Using the data below, show every line where the word "image" occurs.

Extracted information »

=== Begin Enclosure ===

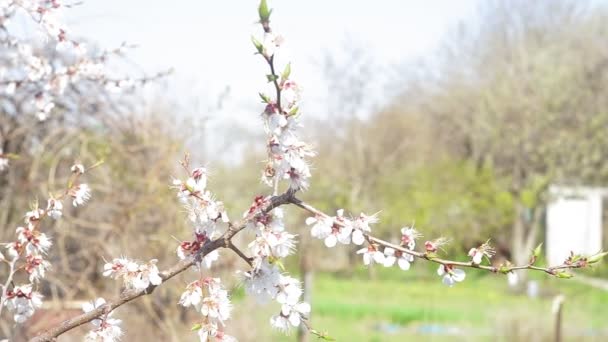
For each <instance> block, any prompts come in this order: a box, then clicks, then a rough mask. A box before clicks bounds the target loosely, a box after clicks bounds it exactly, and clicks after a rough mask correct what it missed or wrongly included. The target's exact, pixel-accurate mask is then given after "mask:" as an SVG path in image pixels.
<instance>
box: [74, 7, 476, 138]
mask: <svg viewBox="0 0 608 342" xmlns="http://www.w3.org/2000/svg"><path fill="white" fill-rule="evenodd" d="M477 1H478V0H460V1H454V0H425V1H422V0H420V1H408V0H376V1H369V0H331V1H328V0H306V1H304V0H300V1H295V0H275V1H272V0H271V1H269V3H270V6H271V7H272V8H274V12H273V16H272V18H271V20H272V26H273V28H274V30H275V32H277V33H280V34H282V35H283V36H284V37H285V39H286V44H285V49H284V50H283V51H282V52H281V56H280V57H281V58H280V60H279V61H281V62H283V61H288V60H291V61H292V70H293V71H292V75H293V77H294V78H295V79H296V80H297V81H298V82H299V83H300V84H301V85H302V87H303V89H304V93H303V98H304V108H305V110H306V112H307V113H306V114H307V115H312V116H316V117H322V116H323V115H327V114H326V113H325V112H324V109H325V107H323V102H324V101H325V99H326V96H327V93H328V89H327V86H326V85H325V83H324V82H323V80H324V79H323V76H322V74H321V70H320V68H319V67H318V65H317V64H316V62H315V61H318V59H319V57H320V56H321V55H322V54H324V53H339V52H340V50H342V49H343V46H344V42H345V41H347V40H348V41H351V42H352V43H353V44H355V45H359V46H364V47H366V48H367V49H369V53H370V54H371V55H372V56H373V58H374V62H375V63H378V64H379V65H389V64H394V63H403V62H405V61H409V60H414V59H416V58H419V57H421V56H424V55H425V54H428V53H429V52H431V51H432V50H433V49H434V48H435V47H436V46H437V44H438V43H439V41H440V39H441V38H442V36H443V35H444V34H445V33H447V31H448V30H449V29H450V28H452V27H453V26H454V25H455V24H456V23H457V22H458V21H459V20H466V19H467V18H471V17H472V16H473V14H474V13H475V9H476V6H477ZM257 4H258V1H257V0H214V1H209V0H173V1H161V0H86V1H84V4H83V5H81V6H78V7H76V8H74V9H70V10H67V11H66V15H67V18H66V19H67V22H68V24H69V27H70V28H71V29H72V30H73V31H74V32H76V33H78V34H79V35H82V36H84V37H87V38H93V39H94V40H95V41H97V42H98V43H99V44H100V45H101V46H102V47H105V48H110V47H116V46H119V45H120V44H121V43H122V42H123V41H126V42H128V43H134V44H137V45H138V46H139V48H138V49H136V50H134V51H132V53H130V55H129V56H130V58H131V59H132V60H133V61H134V62H135V64H136V65H138V66H141V68H142V70H145V71H147V72H149V73H153V72H155V71H158V70H163V69H166V68H170V67H171V68H174V69H175V74H174V75H173V76H171V78H170V80H169V91H168V92H167V93H168V94H169V95H170V96H174V97H175V96H177V97H178V101H179V102H180V103H182V104H185V105H184V107H183V108H188V110H189V111H199V112H201V113H189V114H195V115H198V114H200V115H204V114H205V113H204V112H206V111H207V108H209V106H211V104H212V103H215V102H216V100H217V97H218V95H219V94H220V93H222V92H223V91H224V90H225V89H226V87H227V86H229V87H230V95H229V97H228V98H227V99H226V101H225V103H224V107H223V109H222V110H221V111H219V112H216V113H214V114H213V116H214V125H217V126H218V127H222V126H224V127H225V125H227V124H229V123H230V120H234V119H233V118H234V115H235V112H237V113H238V112H241V111H248V110H251V109H255V108H257V107H256V105H257V104H258V97H257V93H258V91H260V90H262V89H264V87H265V79H264V78H265V77H264V75H265V74H266V70H265V65H264V63H263V61H262V60H261V59H260V58H259V56H253V53H252V52H253V51H254V50H253V46H252V44H251V40H250V37H251V35H252V34H258V35H259V34H260V27H259V26H258V25H255V21H256V19H257ZM469 20H470V19H469ZM197 107H198V108H197ZM250 114H251V116H248V115H247V113H243V114H239V115H246V116H248V117H251V118H253V119H254V120H255V118H256V114H257V113H256V112H254V113H250ZM252 122H254V123H255V122H256V121H252ZM247 125H249V124H247Z"/></svg>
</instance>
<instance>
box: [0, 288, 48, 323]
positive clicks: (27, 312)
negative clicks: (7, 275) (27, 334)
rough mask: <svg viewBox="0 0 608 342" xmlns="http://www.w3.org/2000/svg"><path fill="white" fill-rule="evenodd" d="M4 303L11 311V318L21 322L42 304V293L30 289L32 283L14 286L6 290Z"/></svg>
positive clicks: (32, 314) (29, 315)
mask: <svg viewBox="0 0 608 342" xmlns="http://www.w3.org/2000/svg"><path fill="white" fill-rule="evenodd" d="M6 299H7V300H6V301H5V302H4V305H5V306H6V307H7V309H8V310H9V311H13V312H14V313H13V319H14V320H15V322H17V323H23V322H25V321H26V320H27V319H28V318H30V317H31V316H32V315H33V314H34V312H35V311H36V309H38V308H40V307H41V306H42V295H41V294H40V293H38V292H35V291H33V290H32V284H25V285H20V286H15V287H14V288H13V289H12V290H8V291H7V292H6Z"/></svg>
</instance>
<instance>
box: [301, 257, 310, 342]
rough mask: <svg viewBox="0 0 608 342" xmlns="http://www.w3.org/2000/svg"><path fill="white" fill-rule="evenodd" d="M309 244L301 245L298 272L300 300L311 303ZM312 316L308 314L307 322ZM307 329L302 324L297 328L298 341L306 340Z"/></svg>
mask: <svg viewBox="0 0 608 342" xmlns="http://www.w3.org/2000/svg"><path fill="white" fill-rule="evenodd" d="M309 247H310V246H301V249H300V273H301V276H302V292H303V293H302V301H304V302H306V303H309V304H311V305H312V282H313V271H312V257H311V255H310V253H309V251H308V250H309ZM310 319H312V317H310V316H309V322H310ZM308 335H309V334H308V330H307V329H306V327H305V326H304V324H300V327H299V328H298V342H307V341H308Z"/></svg>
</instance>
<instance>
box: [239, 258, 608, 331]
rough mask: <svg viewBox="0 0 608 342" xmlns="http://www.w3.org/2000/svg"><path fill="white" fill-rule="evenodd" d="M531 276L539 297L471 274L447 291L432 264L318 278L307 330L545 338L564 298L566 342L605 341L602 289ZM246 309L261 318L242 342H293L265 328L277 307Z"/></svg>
mask: <svg viewBox="0 0 608 342" xmlns="http://www.w3.org/2000/svg"><path fill="white" fill-rule="evenodd" d="M534 279H535V280H536V281H537V282H538V284H539V285H540V290H541V295H540V296H539V297H538V298H528V297H527V296H526V295H525V294H516V293H512V292H510V291H509V288H508V286H507V284H506V280H505V278H504V277H501V276H498V275H492V274H482V273H477V271H475V270H472V271H468V273H467V280H466V281H465V282H463V283H461V284H457V285H456V286H454V287H453V288H448V287H446V286H444V285H442V284H441V282H440V279H439V277H438V276H436V275H435V273H434V269H431V268H430V267H429V268H428V269H424V267H421V270H419V271H416V272H398V271H397V270H396V269H391V270H386V269H381V268H378V269H377V274H376V278H375V280H370V278H369V276H368V274H367V272H366V271H365V270H359V271H358V272H357V273H356V274H354V275H351V276H349V277H341V276H339V275H332V274H318V275H316V276H315V282H314V283H315V285H314V292H313V319H312V325H313V326H314V327H315V328H316V329H317V330H322V331H328V332H329V333H330V335H331V336H332V337H333V338H335V339H336V340H338V341H370V342H371V341H444V340H445V341H448V340H449V341H490V340H491V341H545V340H547V341H551V340H553V339H552V337H553V327H554V324H553V321H554V318H553V315H552V302H553V298H554V297H555V296H556V295H558V294H563V295H564V296H565V298H566V300H565V303H564V318H563V321H564V328H563V330H564V334H565V340H566V341H568V340H571V341H606V340H608V292H606V291H602V290H596V289H593V288H590V287H588V286H586V285H582V284H579V283H577V282H575V281H574V280H564V279H561V280H558V279H553V278H549V277H545V276H543V275H539V276H538V277H535V278H534ZM235 300H237V301H248V300H246V299H238V298H235ZM239 306H240V305H237V306H236V307H237V308H238V307H239ZM244 308H245V309H244V310H245V311H248V312H250V311H249V310H256V311H258V312H259V314H258V315H256V316H255V317H256V318H255V319H254V320H253V321H251V322H248V323H247V325H252V324H253V325H254V326H253V327H252V328H251V329H250V330H249V332H248V333H247V334H246V335H245V336H243V337H241V338H240V340H243V341H249V340H251V341H254V340H256V341H294V340H295V337H294V336H290V337H284V336H282V335H281V334H278V333H276V332H273V331H272V330H270V328H267V327H268V317H269V316H270V315H271V314H272V313H273V312H274V311H278V308H277V307H276V305H273V304H269V305H267V306H265V307H262V308H261V309H260V307H259V306H257V305H256V306H249V305H245V306H244ZM238 316H244V315H243V312H241V313H240V314H239V313H237V317H238ZM248 336H249V337H250V338H248Z"/></svg>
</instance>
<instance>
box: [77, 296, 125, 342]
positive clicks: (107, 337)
mask: <svg viewBox="0 0 608 342" xmlns="http://www.w3.org/2000/svg"><path fill="white" fill-rule="evenodd" d="M105 304H106V301H105V299H103V298H97V299H96V300H94V301H92V302H89V303H85V304H83V305H82V310H83V311H84V312H85V313H86V312H90V311H93V310H95V309H98V308H100V307H102V306H103V305H105ZM113 313H114V311H110V312H109V313H107V314H104V315H102V316H101V317H100V318H96V319H94V320H92V321H91V324H92V325H93V326H94V328H93V330H91V331H89V332H88V333H87V334H86V335H85V341H87V342H113V341H118V340H119V339H120V337H121V336H122V329H121V328H120V327H119V324H120V323H121V321H120V320H119V319H115V318H110V317H111V316H112V314H113Z"/></svg>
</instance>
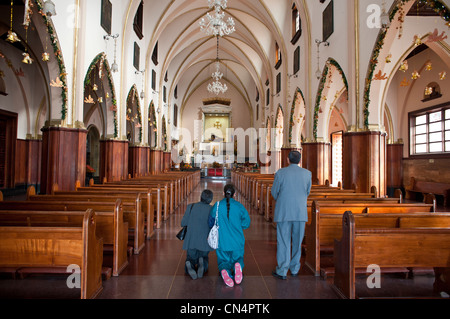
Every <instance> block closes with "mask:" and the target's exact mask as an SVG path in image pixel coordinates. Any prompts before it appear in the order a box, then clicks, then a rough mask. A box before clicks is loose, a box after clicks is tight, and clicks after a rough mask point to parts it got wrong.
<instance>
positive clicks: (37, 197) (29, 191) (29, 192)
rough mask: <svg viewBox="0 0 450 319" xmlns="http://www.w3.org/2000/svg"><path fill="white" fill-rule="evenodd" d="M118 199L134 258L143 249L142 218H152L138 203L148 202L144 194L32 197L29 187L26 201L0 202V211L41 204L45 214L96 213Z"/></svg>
mask: <svg viewBox="0 0 450 319" xmlns="http://www.w3.org/2000/svg"><path fill="white" fill-rule="evenodd" d="M118 199H120V202H121V204H122V209H123V216H124V220H125V222H127V223H128V228H129V229H130V230H131V231H132V235H133V236H132V237H133V251H134V254H136V255H138V254H139V253H140V251H141V250H142V248H143V247H144V246H145V229H144V228H145V218H146V215H145V213H144V212H147V214H150V218H154V217H153V216H154V215H153V214H152V212H153V209H150V210H148V204H147V202H145V203H144V204H143V203H142V202H143V201H145V200H146V199H148V198H147V197H146V194H144V193H140V194H138V195H134V194H129V195H128V194H125V195H122V194H121V195H120V196H115V195H112V194H110V195H109V196H108V195H105V194H96V195H80V194H77V195H35V190H34V187H33V186H30V187H29V188H28V191H27V201H19V202H13V203H11V202H0V209H15V210H17V209H22V210H28V209H29V208H30V209H37V210H41V209H40V207H42V205H43V204H44V203H45V206H44V207H45V210H48V209H52V210H55V209H56V210H84V209H86V207H88V208H94V209H96V211H97V212H99V211H111V207H112V206H111V205H115V204H116V202H117V200H118ZM33 202H34V204H33ZM108 204H109V206H108ZM39 205H41V206H39ZM61 207H62V208H61ZM113 209H114V208H113ZM147 218H148V215H147ZM149 232H150V233H149ZM152 234H153V228H149V227H147V238H149V237H150V236H151V235H152Z"/></svg>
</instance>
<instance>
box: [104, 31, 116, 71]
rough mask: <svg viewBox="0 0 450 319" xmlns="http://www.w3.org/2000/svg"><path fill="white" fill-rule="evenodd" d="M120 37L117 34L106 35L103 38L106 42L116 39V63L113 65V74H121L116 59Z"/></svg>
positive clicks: (112, 69)
mask: <svg viewBox="0 0 450 319" xmlns="http://www.w3.org/2000/svg"><path fill="white" fill-rule="evenodd" d="M118 37H119V34H118V33H117V34H115V35H105V36H104V37H103V39H105V41H108V40H109V39H111V38H112V39H114V62H113V64H112V65H111V72H113V73H117V72H119V65H117V62H116V58H117V38H118Z"/></svg>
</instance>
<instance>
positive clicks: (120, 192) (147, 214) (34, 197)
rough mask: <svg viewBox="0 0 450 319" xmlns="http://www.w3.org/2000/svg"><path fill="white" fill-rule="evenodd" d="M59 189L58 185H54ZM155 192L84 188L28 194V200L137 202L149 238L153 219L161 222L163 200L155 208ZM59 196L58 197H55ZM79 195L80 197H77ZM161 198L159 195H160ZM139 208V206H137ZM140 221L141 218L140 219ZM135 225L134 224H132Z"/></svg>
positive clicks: (139, 189)
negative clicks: (58, 188)
mask: <svg viewBox="0 0 450 319" xmlns="http://www.w3.org/2000/svg"><path fill="white" fill-rule="evenodd" d="M54 189H57V185H55V186H54ZM152 195H153V193H152V192H151V191H149V190H148V188H142V189H137V188H133V189H98V190H94V189H92V190H86V191H85V190H83V191H57V190H54V191H53V192H52V195H35V196H31V195H29V196H28V200H43V201H46V200H61V199H63V198H67V199H70V200H72V201H80V200H87V201H99V202H104V201H111V200H115V199H118V198H120V199H122V201H123V202H130V201H132V202H135V203H136V204H139V205H140V206H139V211H140V212H141V214H142V215H143V216H144V221H147V226H148V227H147V239H150V237H151V236H152V235H153V233H154V227H153V221H154V220H155V214H156V221H157V222H158V221H159V222H161V220H160V219H161V202H160V201H159V200H157V202H156V203H157V207H156V208H154V205H153V203H154V201H153V196H152ZM54 196H57V197H54ZM76 197H78V198H79V199H77V198H76ZM158 198H159V197H158ZM136 209H137V208H136ZM139 221H140V220H139ZM130 225H134V224H130Z"/></svg>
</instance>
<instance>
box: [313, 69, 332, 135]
mask: <svg viewBox="0 0 450 319" xmlns="http://www.w3.org/2000/svg"><path fill="white" fill-rule="evenodd" d="M328 71H329V67H328V63H326V64H325V68H324V69H323V72H322V77H321V79H320V83H319V89H318V91H317V97H316V105H315V107H314V122H313V137H314V140H315V141H317V127H318V125H319V110H320V101H321V99H322V92H323V89H324V88H325V83H326V81H327V74H328Z"/></svg>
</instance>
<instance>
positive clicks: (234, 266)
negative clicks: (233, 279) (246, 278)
mask: <svg viewBox="0 0 450 319" xmlns="http://www.w3.org/2000/svg"><path fill="white" fill-rule="evenodd" d="M243 277H244V276H243V275H242V267H241V264H240V263H236V264H234V280H235V281H236V284H237V285H240V284H241V282H242V279H243Z"/></svg>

=== End Enclosure ===

Task response »
For each <instance> block, any prompts come in this order: a box, then clicks, then a rough mask. A box before clicks bounds the target loosely, a box after clicks bounds it exactly, and clicks after a rough mask correct what it missed or wrongly included. The target's exact, pixel-accurate mask is then given after "mask:" as an SVG path in image pixels.
Every <instance> block closes with "mask:" and the target's exact mask as an SVG path in image pixel coordinates. Any prompts before it appear in the order a box, then clicks, then a rough mask. A box before clicks is loose, a box after clicks is tight, and clicks after a rough mask point to parts it got wrong.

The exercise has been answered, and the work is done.